[Stored data entries]
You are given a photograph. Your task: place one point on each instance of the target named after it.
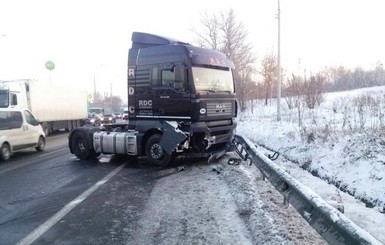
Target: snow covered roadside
(353, 161)
(219, 204)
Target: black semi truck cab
(181, 101)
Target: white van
(19, 130)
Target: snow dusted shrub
(366, 107)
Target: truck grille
(219, 109)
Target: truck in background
(181, 101)
(56, 107)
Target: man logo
(131, 90)
(131, 72)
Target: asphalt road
(35, 187)
(51, 197)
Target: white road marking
(13, 167)
(49, 153)
(38, 232)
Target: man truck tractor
(181, 101)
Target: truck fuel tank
(115, 142)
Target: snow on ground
(219, 204)
(341, 142)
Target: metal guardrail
(331, 224)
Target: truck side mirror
(13, 99)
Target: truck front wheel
(82, 147)
(155, 153)
(5, 152)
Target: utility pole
(279, 66)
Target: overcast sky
(91, 38)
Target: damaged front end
(198, 139)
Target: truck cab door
(174, 96)
(32, 128)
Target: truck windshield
(213, 80)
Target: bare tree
(269, 74)
(292, 91)
(314, 90)
(224, 33)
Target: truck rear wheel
(40, 144)
(155, 153)
(82, 147)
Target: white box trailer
(55, 106)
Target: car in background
(19, 130)
(108, 118)
(93, 119)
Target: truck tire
(155, 153)
(46, 128)
(81, 146)
(5, 152)
(40, 144)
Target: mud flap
(172, 137)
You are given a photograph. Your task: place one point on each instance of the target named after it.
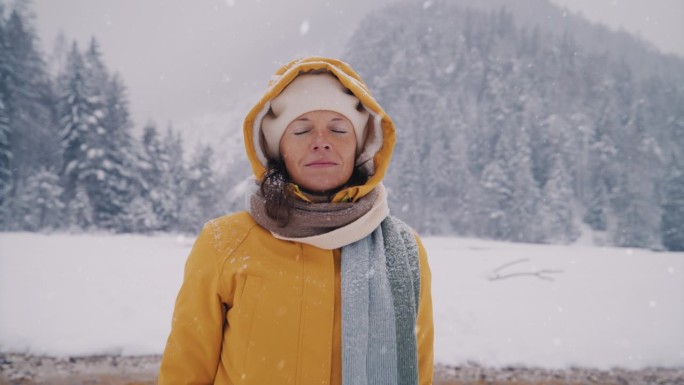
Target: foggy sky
(183, 60)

-- YOUR INSTRUCTIONS --
Copy out every line of the data exactly, leaving the images behind.

-- OUTPUT FOR THIS EXERCISE --
You are given a photograph. Your task: place one point on each instance of the target named after it.
Target: snow covered roadside
(353, 161)
(219, 204)
Target: black semi truck cab
(181, 101)
Target: white van
(19, 130)
Target: snow dusted shrub
(366, 107)
Target: truck grille
(219, 109)
Target: truck in background
(181, 101)
(56, 107)
Target: man logo
(131, 90)
(131, 72)
Target: asphalt road
(35, 187)
(51, 197)
Target: white road marking
(13, 167)
(49, 153)
(38, 232)
Target: man truck tractor
(181, 101)
Target: truck fuel tank
(115, 142)
Target: snow on ground
(219, 204)
(341, 142)
Target: metal guardrail
(331, 224)
Target: truck side mirror
(13, 99)
Target: truck front wheel
(82, 147)
(155, 153)
(5, 152)
Target: utility pole
(279, 66)
Target: overcast sky
(91, 38)
Target: damaged front end
(198, 139)
Target: truck cab door
(174, 96)
(32, 128)
Target: truck windshield
(213, 80)
Target: bare tree
(269, 74)
(292, 91)
(314, 90)
(224, 33)
Target: truck rear wheel
(40, 144)
(155, 153)
(82, 147)
Target: white box trailer
(55, 106)
Target: car in background
(19, 130)
(108, 118)
(93, 119)
Target: truck tire
(155, 153)
(46, 128)
(81, 146)
(5, 152)
(40, 144)
Target: mud flap
(172, 137)
You are given a photograph. Your task: place one point on each instance of the target named after it.
Target: foggy sky
(183, 60)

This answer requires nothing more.